### What you should do
Rewrite the material below with every occurrence of "drop one point" replaced by "place a single point" and all other text left unchanged. Leave the pictures out of your version.

Location identification items:
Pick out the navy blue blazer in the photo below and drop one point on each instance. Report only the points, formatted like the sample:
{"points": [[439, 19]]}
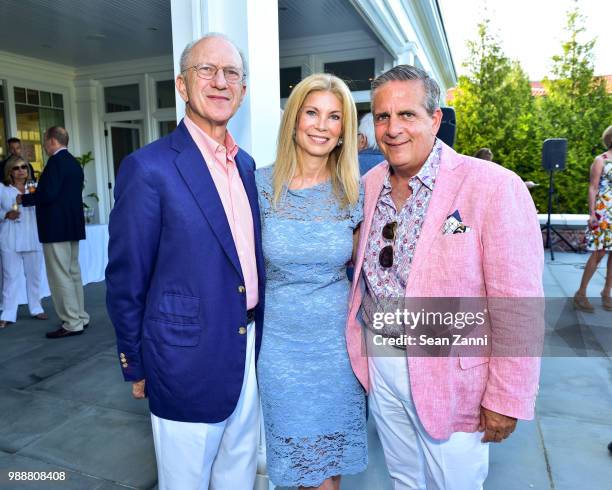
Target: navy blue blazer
{"points": [[59, 200], [174, 281]]}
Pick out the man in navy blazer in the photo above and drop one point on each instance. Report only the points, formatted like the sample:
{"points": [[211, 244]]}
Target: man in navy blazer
{"points": [[61, 224], [185, 280]]}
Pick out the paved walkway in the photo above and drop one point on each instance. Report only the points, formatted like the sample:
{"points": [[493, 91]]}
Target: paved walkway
{"points": [[64, 406]]}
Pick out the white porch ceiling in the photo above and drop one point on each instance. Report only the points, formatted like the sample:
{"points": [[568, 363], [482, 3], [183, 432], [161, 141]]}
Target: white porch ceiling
{"points": [[86, 32], [303, 18], [90, 32]]}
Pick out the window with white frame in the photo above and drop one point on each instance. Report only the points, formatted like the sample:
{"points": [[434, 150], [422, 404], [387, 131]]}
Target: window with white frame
{"points": [[36, 111]]}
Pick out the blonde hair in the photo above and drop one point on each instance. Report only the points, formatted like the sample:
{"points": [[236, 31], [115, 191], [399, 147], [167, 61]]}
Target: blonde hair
{"points": [[606, 138], [342, 161]]}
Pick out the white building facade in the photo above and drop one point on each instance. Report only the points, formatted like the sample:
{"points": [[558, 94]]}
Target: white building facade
{"points": [[107, 74]]}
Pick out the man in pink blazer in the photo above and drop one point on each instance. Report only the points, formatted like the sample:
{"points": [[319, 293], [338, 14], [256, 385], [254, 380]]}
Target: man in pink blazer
{"points": [[440, 224]]}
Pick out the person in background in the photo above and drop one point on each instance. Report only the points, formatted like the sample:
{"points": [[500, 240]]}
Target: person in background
{"points": [[19, 244], [599, 232], [369, 155], [15, 149], [61, 224]]}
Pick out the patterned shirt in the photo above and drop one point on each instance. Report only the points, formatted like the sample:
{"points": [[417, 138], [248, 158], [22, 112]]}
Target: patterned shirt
{"points": [[384, 283]]}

### Result
Pick out the navy blue blazer in the photo below and place a single point on each instance. Report only the points, formatted like the sample:
{"points": [[439, 19]]}
Target: navy blue blazer
{"points": [[59, 200], [174, 281]]}
Pick out the man in navy blazer in the photo above and place a single point on each instance. Report only the points, formatted like the sample:
{"points": [[211, 244]]}
Target: man in navy blazer
{"points": [[61, 224], [185, 280]]}
Pick out the paved walkway in the photo above and place a single point on each instance. Report only the points, formatted like the sample:
{"points": [[493, 91]]}
Target: paved walkway
{"points": [[64, 406]]}
Pick out the white porch ceiling in the photo above and place a single point on each instance. Report only the points, formatted like the sample:
{"points": [[568, 363], [482, 3], [183, 432], [161, 141]]}
Target: white porch ceiling
{"points": [[86, 32], [303, 18], [90, 32]]}
Pick out the window with white frame in the photo above and place a single point on each instance. Report only the points, formatted like the sample:
{"points": [[434, 150], [422, 404], [387, 131]]}
Target: window with white frame
{"points": [[36, 111]]}
Pick out the blonde hair in the photo above and place a single point on each instance. Report only the points, formatted like the sample:
{"points": [[236, 31], [115, 191], [399, 147], [167, 61]]}
Target: blonde hair
{"points": [[606, 138], [342, 161]]}
Pick out the white building facade in the photo above and place a single point on each instance. Report only the points, formatted like the sample:
{"points": [[558, 94]]}
Target: white building facade
{"points": [[107, 74]]}
Pick out the man in pink blazer in the photo above and place a single point on each instance. Report only the points, formatted like the sample:
{"points": [[319, 293], [338, 14], [256, 385], [254, 380]]}
Target: man in pink blazer
{"points": [[440, 224]]}
Pick out the person in background in the photo above and place a single point on each instance. Report only the points, formatted like the sample:
{"points": [[500, 240]]}
Target: person in background
{"points": [[19, 244], [599, 232], [369, 155], [15, 149], [61, 224]]}
Pick out the patterned shirt in the photo above and place a single point on each instance. Report only the points, formatted like the sample:
{"points": [[417, 138], [248, 158], [22, 112]]}
Target: patterned shirt
{"points": [[384, 283]]}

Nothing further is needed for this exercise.